Give back exactly the lines that run from the line containing "query | spot the hay" through the end of the listing below. Leave out every other line.

RECORDS PROVIDED:
━━━━━━━━

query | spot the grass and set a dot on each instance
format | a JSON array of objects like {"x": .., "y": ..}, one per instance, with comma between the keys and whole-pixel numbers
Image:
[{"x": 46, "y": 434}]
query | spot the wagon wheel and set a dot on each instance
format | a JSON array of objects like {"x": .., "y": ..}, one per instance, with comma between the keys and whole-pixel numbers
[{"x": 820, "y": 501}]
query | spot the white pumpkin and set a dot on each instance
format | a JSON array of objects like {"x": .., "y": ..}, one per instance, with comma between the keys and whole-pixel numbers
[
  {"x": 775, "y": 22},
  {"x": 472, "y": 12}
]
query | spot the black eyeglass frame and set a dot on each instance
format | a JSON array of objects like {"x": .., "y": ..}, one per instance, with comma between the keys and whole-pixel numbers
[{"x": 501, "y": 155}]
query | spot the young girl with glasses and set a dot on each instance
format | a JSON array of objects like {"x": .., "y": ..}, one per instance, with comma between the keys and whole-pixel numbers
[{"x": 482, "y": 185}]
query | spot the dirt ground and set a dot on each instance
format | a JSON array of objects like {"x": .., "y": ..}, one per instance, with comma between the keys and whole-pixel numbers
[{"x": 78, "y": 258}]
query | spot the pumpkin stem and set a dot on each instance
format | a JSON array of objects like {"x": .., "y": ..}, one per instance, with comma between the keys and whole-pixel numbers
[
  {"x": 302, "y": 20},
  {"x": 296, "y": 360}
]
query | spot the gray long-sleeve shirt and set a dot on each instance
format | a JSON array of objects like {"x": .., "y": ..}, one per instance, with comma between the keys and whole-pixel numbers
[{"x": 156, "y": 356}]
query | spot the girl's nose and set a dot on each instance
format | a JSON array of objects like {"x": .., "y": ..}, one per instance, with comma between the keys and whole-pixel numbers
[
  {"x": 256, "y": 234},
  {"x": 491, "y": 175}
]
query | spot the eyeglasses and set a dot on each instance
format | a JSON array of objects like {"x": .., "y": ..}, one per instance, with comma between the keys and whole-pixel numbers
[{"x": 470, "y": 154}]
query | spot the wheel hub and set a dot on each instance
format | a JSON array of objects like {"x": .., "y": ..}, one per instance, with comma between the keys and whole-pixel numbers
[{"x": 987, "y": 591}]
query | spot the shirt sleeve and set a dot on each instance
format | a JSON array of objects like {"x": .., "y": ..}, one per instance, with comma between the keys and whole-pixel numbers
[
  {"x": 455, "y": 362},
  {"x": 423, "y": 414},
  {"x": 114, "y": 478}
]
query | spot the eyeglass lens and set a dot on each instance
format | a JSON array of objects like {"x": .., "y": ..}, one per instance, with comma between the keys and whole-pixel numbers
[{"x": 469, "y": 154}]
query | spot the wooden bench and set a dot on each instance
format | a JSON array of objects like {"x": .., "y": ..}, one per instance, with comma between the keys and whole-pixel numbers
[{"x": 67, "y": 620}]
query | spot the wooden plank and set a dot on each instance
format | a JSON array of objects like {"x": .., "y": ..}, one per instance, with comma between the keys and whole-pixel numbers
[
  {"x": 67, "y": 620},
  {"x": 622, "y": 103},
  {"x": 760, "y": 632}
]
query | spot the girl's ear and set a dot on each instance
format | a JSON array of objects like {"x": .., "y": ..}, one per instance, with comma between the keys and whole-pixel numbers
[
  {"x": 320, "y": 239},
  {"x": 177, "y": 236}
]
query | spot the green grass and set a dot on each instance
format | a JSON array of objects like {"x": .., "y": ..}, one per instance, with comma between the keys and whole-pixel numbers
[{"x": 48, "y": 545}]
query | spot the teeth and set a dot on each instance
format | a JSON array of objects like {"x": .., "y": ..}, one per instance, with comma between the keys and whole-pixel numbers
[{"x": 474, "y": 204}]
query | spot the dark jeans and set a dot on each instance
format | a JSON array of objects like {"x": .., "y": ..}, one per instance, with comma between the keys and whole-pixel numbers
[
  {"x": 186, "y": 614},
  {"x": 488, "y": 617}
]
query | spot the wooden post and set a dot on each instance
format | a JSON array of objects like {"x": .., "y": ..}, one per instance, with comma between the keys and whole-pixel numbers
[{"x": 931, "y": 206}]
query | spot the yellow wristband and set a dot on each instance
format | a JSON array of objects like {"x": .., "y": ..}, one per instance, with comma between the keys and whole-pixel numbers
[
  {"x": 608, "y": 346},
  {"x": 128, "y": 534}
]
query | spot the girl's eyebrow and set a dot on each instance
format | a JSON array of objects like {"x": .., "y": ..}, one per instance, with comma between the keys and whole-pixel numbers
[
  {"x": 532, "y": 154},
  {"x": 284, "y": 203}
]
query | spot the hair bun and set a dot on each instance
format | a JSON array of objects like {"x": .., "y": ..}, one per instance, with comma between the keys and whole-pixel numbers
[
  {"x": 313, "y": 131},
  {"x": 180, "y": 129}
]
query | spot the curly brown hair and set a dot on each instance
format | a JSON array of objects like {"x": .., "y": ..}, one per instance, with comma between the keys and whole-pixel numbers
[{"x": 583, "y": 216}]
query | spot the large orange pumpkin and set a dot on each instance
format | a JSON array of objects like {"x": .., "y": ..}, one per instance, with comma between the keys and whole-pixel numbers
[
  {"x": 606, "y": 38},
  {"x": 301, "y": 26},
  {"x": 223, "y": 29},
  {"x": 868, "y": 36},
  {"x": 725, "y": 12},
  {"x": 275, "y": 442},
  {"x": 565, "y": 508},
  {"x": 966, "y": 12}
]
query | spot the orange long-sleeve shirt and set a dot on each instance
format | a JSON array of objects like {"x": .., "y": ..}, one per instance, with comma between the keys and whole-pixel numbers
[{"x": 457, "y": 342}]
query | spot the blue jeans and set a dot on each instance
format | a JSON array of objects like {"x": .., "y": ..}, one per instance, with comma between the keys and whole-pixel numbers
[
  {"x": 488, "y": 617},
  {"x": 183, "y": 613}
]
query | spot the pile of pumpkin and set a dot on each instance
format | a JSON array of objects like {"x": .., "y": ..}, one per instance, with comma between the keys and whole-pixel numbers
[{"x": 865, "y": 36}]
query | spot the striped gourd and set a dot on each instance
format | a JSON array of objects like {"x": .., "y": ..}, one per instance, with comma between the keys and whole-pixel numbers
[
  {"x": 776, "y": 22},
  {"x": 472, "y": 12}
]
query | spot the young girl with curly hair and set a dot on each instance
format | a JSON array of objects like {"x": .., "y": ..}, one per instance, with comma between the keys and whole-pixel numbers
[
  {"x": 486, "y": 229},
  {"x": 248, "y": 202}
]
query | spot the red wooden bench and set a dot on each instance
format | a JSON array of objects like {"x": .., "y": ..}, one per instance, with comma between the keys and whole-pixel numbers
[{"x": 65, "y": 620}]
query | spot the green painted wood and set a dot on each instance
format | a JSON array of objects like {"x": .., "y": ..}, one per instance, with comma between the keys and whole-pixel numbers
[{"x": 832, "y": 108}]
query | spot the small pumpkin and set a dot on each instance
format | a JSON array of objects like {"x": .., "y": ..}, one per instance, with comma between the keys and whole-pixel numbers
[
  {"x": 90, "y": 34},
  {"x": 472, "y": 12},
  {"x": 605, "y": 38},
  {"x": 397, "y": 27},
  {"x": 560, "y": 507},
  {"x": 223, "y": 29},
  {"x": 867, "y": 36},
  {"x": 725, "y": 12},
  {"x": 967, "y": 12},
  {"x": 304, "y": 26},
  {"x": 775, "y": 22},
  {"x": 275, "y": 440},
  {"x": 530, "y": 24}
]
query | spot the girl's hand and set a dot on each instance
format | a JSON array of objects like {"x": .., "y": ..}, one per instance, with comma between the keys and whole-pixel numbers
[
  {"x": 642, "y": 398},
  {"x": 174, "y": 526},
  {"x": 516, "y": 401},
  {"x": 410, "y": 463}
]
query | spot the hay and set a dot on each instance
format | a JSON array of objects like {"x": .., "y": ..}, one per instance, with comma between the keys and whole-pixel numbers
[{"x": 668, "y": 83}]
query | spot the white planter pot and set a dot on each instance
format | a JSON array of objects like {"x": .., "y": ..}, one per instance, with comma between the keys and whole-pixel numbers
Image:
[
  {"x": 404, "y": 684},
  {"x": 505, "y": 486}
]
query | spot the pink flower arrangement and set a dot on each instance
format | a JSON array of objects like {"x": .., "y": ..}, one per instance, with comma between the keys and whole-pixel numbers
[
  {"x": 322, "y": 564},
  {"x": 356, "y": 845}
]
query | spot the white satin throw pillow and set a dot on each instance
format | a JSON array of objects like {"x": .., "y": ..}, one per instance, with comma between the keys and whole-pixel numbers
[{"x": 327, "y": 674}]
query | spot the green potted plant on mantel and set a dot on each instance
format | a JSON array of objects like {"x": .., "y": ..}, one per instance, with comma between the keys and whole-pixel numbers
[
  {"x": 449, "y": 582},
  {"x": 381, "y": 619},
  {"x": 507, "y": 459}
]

━━━━━━━━

COMPLETE ANSWER:
query | spot the hay and set a dot on each instance
format | a JSON array of objects like {"x": .., "y": ..}, one per instance, with comma between the keys and whole-pixel numbers
[{"x": 668, "y": 83}]
query | spot the white planter pot and set a dot on each instance
format | a JSON array of objects like {"x": .., "y": ..}, one per instance, with comma between the keys and whole-pixel numbers
Image:
[
  {"x": 404, "y": 684},
  {"x": 505, "y": 486}
]
query | spot the pink flower arrangement and set a dot on each instance
format | a JSON array of objects like {"x": .., "y": ..}, one per instance, with comma between the keys and whole-pixel numbers
[
  {"x": 322, "y": 564},
  {"x": 356, "y": 845}
]
query | spot the white satin throw pillow and set a dot on each instance
format | a JSON array of objects like {"x": .., "y": ..}, one per instance, with comma between the keys and whole-pixel numbers
[{"x": 327, "y": 674}]
query | spot the green potted plant on mantel and set a dot on each instance
format | a JSON array of objects like {"x": .., "y": ..}, one per instance, with comma between the keys and whole-pixel numbers
[
  {"x": 449, "y": 582},
  {"x": 381, "y": 619},
  {"x": 507, "y": 459}
]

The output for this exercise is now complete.